WHAT YOU ARE ASKED TO DO = Please repeat word for word the part of the article below about Molly Born's foot injury, starting with "Just a few hours" and going on through "decided not to go.".

EXCERPT =

=====

On the day Molly Born found out the extent of her foot injury last May, she was was scheduled to appear at Shawnee Mission Northwest (Kansas) High's annual banquet.
Talk about a rough day.
Just a few hours after being diagnosed with a fracture to the navicular bone in her right foot -- a season-ending injury that would also eat into her cross country season -- Born was scheduled to attend an annual tradition built on celebration.
She was on crutches. And here was an event where she had to smile. She says it was one of the more emotional days of her life.
She decided not to go.
"I was heartbroken," Born said. "All the hard work I put in to get there . . . it felt like it was lost. I was so sad. It was right before the state championships and I felt like I was letting my team and my coach down. I couldn't bring myself to go to it."
All Born could do on that day was imagine. She imagined her season lost, imagined the sadness it would take to face her teammates.
Born had won two state championships last year in the 1600m and 3200m. She was the favorite to repeat in both events and had already logged a PR in the 1600m with a time of 4:48.87 in May -- likely through the injury -- and then she did the same in the 3200m, going 10:10.64 at the Kansas Relays. Both times would have earned her two more gold medals in 2017.

=====

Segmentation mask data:

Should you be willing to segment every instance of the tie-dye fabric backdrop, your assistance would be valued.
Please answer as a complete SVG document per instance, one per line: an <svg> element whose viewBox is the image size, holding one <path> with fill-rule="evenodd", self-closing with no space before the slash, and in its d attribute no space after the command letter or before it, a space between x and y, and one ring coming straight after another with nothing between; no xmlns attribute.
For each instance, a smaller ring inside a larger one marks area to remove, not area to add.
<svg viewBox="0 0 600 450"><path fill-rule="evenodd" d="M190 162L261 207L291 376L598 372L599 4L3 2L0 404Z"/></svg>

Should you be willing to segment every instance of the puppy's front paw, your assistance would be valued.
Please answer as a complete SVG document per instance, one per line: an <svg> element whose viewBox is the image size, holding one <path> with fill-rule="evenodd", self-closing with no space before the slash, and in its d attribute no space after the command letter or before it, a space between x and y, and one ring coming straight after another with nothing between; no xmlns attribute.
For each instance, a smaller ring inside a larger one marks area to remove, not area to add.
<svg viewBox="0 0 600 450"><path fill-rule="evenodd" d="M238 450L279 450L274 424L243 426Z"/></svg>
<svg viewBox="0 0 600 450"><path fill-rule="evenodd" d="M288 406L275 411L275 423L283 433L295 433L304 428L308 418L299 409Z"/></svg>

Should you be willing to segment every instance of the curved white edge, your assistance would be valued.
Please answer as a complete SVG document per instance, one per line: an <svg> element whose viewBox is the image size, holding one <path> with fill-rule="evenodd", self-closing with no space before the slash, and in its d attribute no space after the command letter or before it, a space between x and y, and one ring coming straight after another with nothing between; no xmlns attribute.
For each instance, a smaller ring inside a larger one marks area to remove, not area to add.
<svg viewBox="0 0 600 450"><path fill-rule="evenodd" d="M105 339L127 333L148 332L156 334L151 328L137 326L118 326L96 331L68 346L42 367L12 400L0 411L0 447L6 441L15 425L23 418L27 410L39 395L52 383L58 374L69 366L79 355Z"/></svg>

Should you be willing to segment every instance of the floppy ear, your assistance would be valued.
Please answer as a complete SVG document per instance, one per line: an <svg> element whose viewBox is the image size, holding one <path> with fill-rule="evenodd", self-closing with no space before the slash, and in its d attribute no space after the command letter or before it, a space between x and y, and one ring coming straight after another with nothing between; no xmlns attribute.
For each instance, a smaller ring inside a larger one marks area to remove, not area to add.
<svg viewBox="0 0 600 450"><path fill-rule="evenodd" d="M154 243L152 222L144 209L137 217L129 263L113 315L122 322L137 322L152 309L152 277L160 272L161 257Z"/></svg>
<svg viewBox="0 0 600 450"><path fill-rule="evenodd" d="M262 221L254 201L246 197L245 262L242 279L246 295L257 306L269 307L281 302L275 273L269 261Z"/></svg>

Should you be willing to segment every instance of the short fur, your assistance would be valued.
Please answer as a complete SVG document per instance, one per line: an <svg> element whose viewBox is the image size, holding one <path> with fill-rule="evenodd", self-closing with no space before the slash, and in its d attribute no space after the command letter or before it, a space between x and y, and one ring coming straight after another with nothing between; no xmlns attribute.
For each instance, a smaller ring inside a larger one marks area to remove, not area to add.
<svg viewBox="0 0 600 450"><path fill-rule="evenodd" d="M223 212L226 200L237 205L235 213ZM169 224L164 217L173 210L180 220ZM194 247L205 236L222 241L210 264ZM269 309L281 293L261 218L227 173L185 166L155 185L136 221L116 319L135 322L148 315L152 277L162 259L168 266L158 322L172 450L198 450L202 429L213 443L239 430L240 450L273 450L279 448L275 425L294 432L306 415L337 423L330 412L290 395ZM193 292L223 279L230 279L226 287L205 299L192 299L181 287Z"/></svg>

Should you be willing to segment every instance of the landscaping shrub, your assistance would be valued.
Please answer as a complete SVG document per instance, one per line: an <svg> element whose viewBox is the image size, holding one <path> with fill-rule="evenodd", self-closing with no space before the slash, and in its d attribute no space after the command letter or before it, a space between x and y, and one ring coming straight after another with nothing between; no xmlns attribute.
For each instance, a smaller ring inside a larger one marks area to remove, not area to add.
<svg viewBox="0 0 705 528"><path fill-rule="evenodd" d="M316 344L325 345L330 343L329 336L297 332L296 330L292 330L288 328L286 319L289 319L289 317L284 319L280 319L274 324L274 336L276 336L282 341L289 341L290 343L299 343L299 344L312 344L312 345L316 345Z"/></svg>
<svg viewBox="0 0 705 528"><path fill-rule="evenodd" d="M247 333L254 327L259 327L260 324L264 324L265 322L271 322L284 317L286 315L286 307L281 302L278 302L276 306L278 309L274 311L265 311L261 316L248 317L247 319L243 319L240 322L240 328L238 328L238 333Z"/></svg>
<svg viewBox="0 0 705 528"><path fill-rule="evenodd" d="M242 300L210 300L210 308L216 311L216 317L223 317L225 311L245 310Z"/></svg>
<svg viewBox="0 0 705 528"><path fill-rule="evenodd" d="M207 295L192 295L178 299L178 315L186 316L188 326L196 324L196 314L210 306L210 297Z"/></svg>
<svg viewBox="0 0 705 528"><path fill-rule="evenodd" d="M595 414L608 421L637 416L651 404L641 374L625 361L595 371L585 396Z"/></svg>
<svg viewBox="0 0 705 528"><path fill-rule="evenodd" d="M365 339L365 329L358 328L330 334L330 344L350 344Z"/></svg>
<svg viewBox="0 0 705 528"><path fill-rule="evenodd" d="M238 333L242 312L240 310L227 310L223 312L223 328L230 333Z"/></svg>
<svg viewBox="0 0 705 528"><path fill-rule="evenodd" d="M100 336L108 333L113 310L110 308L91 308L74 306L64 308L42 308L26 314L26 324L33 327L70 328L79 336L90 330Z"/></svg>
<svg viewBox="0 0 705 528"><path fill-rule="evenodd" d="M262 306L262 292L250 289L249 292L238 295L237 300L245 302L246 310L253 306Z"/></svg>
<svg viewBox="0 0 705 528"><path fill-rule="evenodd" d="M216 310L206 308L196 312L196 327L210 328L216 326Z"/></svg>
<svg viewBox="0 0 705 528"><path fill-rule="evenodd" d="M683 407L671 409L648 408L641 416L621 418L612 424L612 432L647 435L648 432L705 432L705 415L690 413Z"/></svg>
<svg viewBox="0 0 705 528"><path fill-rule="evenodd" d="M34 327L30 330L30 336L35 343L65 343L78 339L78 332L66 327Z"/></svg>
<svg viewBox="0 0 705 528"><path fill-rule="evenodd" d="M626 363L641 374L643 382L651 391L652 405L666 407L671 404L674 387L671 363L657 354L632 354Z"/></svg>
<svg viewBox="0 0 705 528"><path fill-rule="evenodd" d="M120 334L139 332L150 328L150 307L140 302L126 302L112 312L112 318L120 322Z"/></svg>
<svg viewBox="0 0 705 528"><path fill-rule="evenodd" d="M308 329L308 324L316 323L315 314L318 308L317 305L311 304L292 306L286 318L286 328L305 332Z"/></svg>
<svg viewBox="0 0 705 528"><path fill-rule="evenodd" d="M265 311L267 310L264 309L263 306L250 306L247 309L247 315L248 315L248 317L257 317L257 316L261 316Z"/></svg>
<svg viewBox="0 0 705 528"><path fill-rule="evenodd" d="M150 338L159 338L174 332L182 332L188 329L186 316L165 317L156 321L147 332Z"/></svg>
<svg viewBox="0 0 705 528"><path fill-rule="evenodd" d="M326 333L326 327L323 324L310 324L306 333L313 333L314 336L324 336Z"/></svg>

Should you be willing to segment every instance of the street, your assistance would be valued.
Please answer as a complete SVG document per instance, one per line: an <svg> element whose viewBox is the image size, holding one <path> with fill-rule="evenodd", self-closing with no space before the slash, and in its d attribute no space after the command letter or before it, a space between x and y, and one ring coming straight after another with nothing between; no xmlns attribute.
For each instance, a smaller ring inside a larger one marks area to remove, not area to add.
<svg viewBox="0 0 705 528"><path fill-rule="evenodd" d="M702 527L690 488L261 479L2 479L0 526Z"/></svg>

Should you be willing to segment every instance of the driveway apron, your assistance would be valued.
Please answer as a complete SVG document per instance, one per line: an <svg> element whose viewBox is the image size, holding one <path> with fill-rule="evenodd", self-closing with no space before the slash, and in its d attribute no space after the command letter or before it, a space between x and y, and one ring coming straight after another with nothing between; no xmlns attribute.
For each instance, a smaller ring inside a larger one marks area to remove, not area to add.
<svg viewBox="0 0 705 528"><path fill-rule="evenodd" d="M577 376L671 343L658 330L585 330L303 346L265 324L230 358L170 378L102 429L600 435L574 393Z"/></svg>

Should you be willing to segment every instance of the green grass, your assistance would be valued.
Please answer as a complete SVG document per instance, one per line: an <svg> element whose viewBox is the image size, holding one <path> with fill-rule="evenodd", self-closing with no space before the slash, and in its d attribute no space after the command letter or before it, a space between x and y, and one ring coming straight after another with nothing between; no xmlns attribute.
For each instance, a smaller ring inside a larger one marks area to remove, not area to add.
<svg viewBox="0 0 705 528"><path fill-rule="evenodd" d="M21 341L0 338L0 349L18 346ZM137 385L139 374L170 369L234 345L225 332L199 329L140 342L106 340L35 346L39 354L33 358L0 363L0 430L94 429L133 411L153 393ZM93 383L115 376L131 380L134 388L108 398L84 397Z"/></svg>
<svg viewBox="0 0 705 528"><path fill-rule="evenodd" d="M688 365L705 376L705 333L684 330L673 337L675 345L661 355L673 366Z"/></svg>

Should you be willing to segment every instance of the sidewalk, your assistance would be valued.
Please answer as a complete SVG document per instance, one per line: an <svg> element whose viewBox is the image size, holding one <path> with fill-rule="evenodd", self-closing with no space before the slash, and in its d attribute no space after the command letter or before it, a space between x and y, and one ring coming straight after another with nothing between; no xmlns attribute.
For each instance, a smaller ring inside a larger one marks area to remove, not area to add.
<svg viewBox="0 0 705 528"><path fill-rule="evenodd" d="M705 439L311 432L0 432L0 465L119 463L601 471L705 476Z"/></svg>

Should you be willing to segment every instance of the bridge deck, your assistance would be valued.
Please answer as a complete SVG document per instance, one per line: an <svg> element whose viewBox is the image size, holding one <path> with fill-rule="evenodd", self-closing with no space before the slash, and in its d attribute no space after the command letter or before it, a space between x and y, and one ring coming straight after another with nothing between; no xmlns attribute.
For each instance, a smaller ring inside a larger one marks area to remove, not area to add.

=====

FINISHED TASK =
Just a few hours after being diagnosed with a fracture to the navicular bone in her right foot -- a season-ending injury that would also eat into her cross country season -- Born was scheduled to attend an annual tradition built on celebration.
She was on crutches. And here was an event where she had to smile. She says it was one of the more emotional days of her life.
She decided not to go.